▶ SOURCE:
----------
Published metrics from executors contain system health metrics as well as other metrics around the containers running on them. This includes, but is not limited to, CPU, Memory and network usage.

Unsupported Features¶

Auto-scaling of containers: In PhonePe, we have an extensive metrics ingestion system and an auto-scaler that works on a proprietary algorithm to scale containers up and down based on the same. This works independent of the orchestration system in play (we were on Drove and Mesos both at the same time during the transition period) and calls APIs on the deployment system that handles scaling operations independently. Any implementation at the orchestration level will not work as the contributors to the metrics might be running on different clusters, and scaling them independently will bring in more complexities rather than solving for simplicity.
Network level traffic control: At PhonePe, network security is handled at VRF level, and container-level access control is not needed. All services are already integrated with the OAuth2 compliant internal authentication and authorization system and perform security checks for the same at the application layer. As a matter of fact, we want containers to be as close to the raw network level as possible to ensure we can extract the highest level of network performance possible, other things being constant.
End-to-end configuration management: At this point of time, app/task configuration is maintained independently at PhonePe, subject to our approval workflows based on the compliance domain for the application, which can be static or dynamic and may be tied to deployments.
Multi-DC clusters: We have not tested a single Drove cluster spanning across multiple data centers.
----------
▶ RAW RECORDS:
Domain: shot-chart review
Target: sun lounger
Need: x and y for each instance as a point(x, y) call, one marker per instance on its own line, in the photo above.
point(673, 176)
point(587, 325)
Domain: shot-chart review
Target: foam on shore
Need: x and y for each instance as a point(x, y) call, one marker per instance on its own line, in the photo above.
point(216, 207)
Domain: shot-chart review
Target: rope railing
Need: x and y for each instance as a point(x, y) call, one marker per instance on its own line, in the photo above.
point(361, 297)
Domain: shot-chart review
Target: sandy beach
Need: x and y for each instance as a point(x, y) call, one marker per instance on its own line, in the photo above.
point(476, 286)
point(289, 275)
----------
▶ WRITTEN TASKS:
- a) In the text on Drove's unsupported features, give the part starting with "Network level traffic" and going on through "things being constant." again, switching "VRF" to "VLAN".
- b) Resume the text on Drove's unsupported features after its final sentence.

▶ OUTPUTS BY TASK:
- a)
Network level traffic control: At PhonePe, network security is handled at VLAN level, and container-level access control is not needed. All services are already integrated with the OAuth2 compliant internal authentication and authorization system and perform security checks for the same at the application layer. As a matter of fact, we want containers to be as close to the raw network level as possible to ensure we can extract the highest level of network performance possible, other things being constant.

- b)
Terminology¶

Before we delve into the details, let's get acquainted with the required terminology:

Application - A service running on the cluster. Such a service can have an exposed port and will have an automatically configured virtual host on Drove Gateway.
Task - A transient container-based task.
Controller Nodes - The brains of the cluster. Only one cluster is the leader and hence the decision maker in the system.
Executor Nodes - The workhorse nodes of the cluster where the actual containers are run.
Drove CLI - A command line client to interact with the cluster.
Drove Gateway - Used to provide ingress to the leader and containers running on the cluster.
Epoch - A cron-type scheduler to spin up tasks on a Drove cluster based on pre-defined schedules.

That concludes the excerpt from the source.